[Dataset entries]
============================================================

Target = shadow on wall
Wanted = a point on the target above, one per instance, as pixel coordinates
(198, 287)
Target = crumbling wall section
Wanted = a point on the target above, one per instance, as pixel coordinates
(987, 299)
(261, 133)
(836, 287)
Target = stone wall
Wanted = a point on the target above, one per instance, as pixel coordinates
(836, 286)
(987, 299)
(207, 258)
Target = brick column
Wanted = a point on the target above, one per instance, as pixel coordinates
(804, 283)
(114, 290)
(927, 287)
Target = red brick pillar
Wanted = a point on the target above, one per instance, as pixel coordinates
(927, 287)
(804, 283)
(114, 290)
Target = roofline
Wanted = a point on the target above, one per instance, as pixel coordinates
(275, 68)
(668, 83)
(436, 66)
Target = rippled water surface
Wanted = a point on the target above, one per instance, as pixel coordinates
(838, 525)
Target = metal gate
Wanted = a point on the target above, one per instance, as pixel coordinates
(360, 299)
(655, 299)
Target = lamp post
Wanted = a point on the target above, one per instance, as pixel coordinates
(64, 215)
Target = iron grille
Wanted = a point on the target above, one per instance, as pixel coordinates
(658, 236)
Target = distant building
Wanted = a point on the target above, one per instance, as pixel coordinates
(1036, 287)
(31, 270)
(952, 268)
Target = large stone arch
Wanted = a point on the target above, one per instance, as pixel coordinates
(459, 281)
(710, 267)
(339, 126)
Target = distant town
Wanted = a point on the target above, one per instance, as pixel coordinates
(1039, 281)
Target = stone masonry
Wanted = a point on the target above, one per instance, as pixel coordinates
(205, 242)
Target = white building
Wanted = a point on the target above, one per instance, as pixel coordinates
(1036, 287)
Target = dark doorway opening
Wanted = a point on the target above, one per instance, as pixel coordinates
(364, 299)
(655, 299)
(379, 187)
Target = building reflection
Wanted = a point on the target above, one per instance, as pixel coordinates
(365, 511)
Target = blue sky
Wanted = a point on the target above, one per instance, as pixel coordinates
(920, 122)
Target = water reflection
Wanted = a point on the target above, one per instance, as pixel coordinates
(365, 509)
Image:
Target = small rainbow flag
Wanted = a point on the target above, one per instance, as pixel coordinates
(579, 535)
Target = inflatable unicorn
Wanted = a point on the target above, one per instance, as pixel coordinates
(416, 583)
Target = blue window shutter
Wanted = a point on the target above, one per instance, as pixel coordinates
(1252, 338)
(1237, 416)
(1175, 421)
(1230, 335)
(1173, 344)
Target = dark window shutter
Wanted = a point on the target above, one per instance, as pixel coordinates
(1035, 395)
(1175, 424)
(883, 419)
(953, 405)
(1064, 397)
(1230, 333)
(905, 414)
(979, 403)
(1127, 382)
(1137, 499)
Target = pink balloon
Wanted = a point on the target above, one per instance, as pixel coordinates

============================================================

Print each entry precisely. Include every line.

Target = shadow on wall
Wanted = a point on the target above, one per instance, as pixel coordinates
(198, 287)
Target = crumbling wall section
Wanted = a point on the target above, one per instance, as pixel coordinates
(987, 299)
(261, 133)
(836, 287)
Target = stone wall
Wanted = a point on the target above, one per instance, as pixel coordinates
(836, 286)
(987, 299)
(207, 258)
Target = brick column
Wanted = a point on the target above, one per instance, as pixel coordinates
(804, 283)
(114, 290)
(927, 287)
Target = red brick pillar
Wanted = a point on the target above, one per instance, as pixel coordinates
(927, 287)
(804, 283)
(114, 290)
Target = roofline
Wanted = a point on the target above, one per instance, as pixel coordinates
(275, 68)
(668, 83)
(436, 66)
Target = rippled water surface
Wanted = a point on the target above, one per instance, as pixel coordinates
(838, 525)
Target = metal gate
Wanted = a point on the target above, one per instance, as pixel coordinates
(360, 299)
(655, 299)
Target = lamp post
Wanted = a point on the target above, one per instance, as pixel coordinates
(64, 215)
Target = iron grille
Wanted = a point on the target above, one per instance, as pixel coordinates
(658, 236)
Target = distant building
Wanted = a point on the target above, one per instance, as pixel coordinates
(1036, 287)
(31, 270)
(952, 268)
Target = large stone arch
Wanted = a point on the target above, one per instance, as pixel coordinates
(459, 281)
(710, 267)
(339, 126)
Target = distant town
Wanted = a point on the target above, one per instance, as pixel coordinates
(1039, 281)
Target = stone masonry
Wanted = a point on the target above, one per instance, as pixel coordinates
(205, 242)
Target = white building
Wanted = a point on the target above, one per instance, as pixel coordinates
(1036, 287)
Target = dark doorway opening
Wanted = a point on the target above, one per instance, as pixel coordinates
(364, 299)
(655, 299)
(379, 187)
Target = building reflection
Wanted = a point on the target above, one per instance, as pixel coordinates
(365, 511)
Target = blue sky
Wanted = a point on the target above, one per instance, as pixel coordinates
(920, 122)
Target = water reflection
Wanted = a point on the target above, one per instance, as pixel coordinates
(365, 509)
Image:
Target = small rainbow flag
Wanted = a point on the target above, one per instance, as pixel coordinates
(579, 535)
Target = inflatable unicorn
Wanted = a point on the target above, one per instance, as pixel coordinates
(416, 583)
Target = blue window shutter
Wanted = a point on the target above, one per instance, as pixel coordinates
(1252, 338)
(1237, 416)
(1175, 421)
(1230, 335)
(1173, 344)
Target = dark window shutter
Wanted = a point on the target above, one per instance, as pixel coordinates
(1035, 395)
(1175, 424)
(883, 419)
(953, 405)
(1064, 397)
(1230, 333)
(905, 414)
(979, 403)
(1127, 382)
(1137, 499)
Target = pink balloon
Wanted = a point on the target above, one per instance, as pixel coordinates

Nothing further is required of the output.